文書の一節:
════════

民主党の動きTPPに反対する理由

2012年11月19日

亀井氏が新党立ち上げ

各社世論調査が出ましたが、内閣支持率など上昇、下降が各社によって異なり、政党支持率でさえ維新に対するものでは違いが出ており、内容がまったく信じられません。各社、自分たちに都合がいい回答がでるよう、A群、B群などの電話をかける相手を使い分けたようであり、数字に意味はなく、傾向すら不鮮明となりました。各社で、戸別に世論調査をする意味があるのか? 番組制作費の削減が叫ばれる昨今、なぜ統一した調査によって、結果を各社が分析する手法をとらないのか? 結局、世論調査は自分たちが世論をいかに誘導したか、それを知るのが目的なのでしょうね。

亀井氏が新党『反TPP・脱原発・消費増税凍結を実現する党』(反TPP)を立ち上げました。ネーミングセンスはありませんが、小政党なので、存在感を出したかった。そして自らの主張で突出することにより、利を得るのは意外と生活です。現状、自民、民主、維新までがこの反TPPとは対立する主張となっています。そして、生活と反TPPが組むことにより、生活もこの主張を強く訴えることができる。つまり、自民、民主、維新が争点化するつもりのないこれらの政策に光が当たり、改めて対立軸とすることで第三極の中心に生活・反TPPが立とう、という亀井氏の戦略がみてとれます。

════════

作業リスト:
1/ 亀井氏の新党についての文章から、「亀井氏が新党『反TPP・脱原」から「亀井氏の戦略がみてとれます。」までを、両端の語句も含めてそのまま書き出してください。
2/ 亀井氏の新党についての文章によると、亀井氏が立ち上げた新党の名称は何ですか。
3/ 亀井氏の新党についての文章を、最後の文に続けて書き進めてください。

データセット一覧:
════════

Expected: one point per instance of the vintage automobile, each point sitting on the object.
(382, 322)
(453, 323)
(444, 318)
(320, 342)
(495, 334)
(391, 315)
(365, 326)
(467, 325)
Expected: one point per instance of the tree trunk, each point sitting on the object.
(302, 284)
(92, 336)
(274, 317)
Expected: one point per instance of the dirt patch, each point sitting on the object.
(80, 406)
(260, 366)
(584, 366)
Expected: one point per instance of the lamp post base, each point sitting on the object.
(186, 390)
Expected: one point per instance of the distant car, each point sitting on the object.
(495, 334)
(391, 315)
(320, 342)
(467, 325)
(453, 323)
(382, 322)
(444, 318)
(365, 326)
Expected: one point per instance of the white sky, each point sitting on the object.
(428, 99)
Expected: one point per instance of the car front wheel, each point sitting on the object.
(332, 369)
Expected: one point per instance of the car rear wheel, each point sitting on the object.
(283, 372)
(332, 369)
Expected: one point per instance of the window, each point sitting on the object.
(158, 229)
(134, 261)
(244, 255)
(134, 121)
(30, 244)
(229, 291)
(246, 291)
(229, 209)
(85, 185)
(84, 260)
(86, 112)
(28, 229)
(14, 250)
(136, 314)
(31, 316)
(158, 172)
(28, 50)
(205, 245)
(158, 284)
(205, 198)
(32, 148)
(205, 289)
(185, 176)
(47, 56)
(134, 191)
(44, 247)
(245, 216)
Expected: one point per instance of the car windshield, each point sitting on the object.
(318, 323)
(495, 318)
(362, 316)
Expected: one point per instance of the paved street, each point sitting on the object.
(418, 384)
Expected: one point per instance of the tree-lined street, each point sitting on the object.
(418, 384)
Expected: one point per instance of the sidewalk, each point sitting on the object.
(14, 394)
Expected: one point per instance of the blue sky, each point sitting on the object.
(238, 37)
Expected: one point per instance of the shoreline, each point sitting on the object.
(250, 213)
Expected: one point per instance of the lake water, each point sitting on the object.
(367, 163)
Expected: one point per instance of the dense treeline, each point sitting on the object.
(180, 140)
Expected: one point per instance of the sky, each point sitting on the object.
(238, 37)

════════

演習の解答:
1/
亀井氏が新党『反TPP・脱原発・消費増税凍結を実現する党』(反TPP)を立ち上げました。ネーミングセンスはありませんが、小政党なので、存在感を出したかった。そして自らの主張で突出することにより、利を得るのは意外と生活です。現状、自民、民主、維新までがこの反TPPとは対立する主張となっています。そして、生活と反TPPが組むことにより、生活もこの主張を強く訴えることができる。つまり、自民、民主、維新が争点化するつもりのないこれらの政策に光が当たり、改めて対立軸とすることで第三極の中心に生活・反TPPが立とう、という亀井氏の戦略がみてとれます。

2/ 『反TPP・脱原発・消費増税凍結を実現する党』です。

3/
既得権益との関係は、原発政策をみれば一目瞭然です。民主は2030年までにゼロを目指す、と原発再稼動ですでに関係を結んだため、曖昧です。自民は10年かけて議論、ただそんな悠長なことをしていても、使用済み核燃料がたまり、使い物にならなくなりますので、これは逃げです。維新は石原氏に配慮したのと、関西経済界からの圧力で態度が不鮮明になりました。つまり民主、自民、維新とも既得権益とは、それなりに上手くやっていきたい、との思惑から国民に選択権を与えていない。逆に、反対やゼロと打ち出せる政党は、それだけ利権団体の圧力は受けていないことを意味します。

TPPも、実体としては景気にマイナスです。細かくやると長いので割愛しますが、TPP交渉もある段階までは、交渉の内容、経過について政府がつかんだ内容が公表されていました。ただ交渉が止まったためか、日本にとって都合悪い条件になったか、ある時から情報が止まっています。これはすでに、日本が交渉に参加できる余地はなく、反対派を勢いづかせるとの判断から情報が止まった、とも推測でき、仮にそうであるなら、最早日本にとって参加する価値は皆無ともいえます。
消費税増税も、安倍氏が「無制限緩和」などという、無茶な提案をするのも財務省の肩書きであり、遮二無二経済を上向かせ、何としても計画通りに消費税を上げたい。そのための金融緩和とも読みとれます。すでに、三党合意で特例公債法案を、2015年まで国会審議を経ることなく通してしまう。財務省に都合のいい法案が通り、憂いはすでに後退局面に入った景気です。財務省は、安倍詣でをくり返しているとされ、そこで刷り込まれたのが財政出動せず、金融緩和によって景気回復のシナリオだと推測できます。つまり、これらも官僚利権と密接に絡みついた内容だといえます。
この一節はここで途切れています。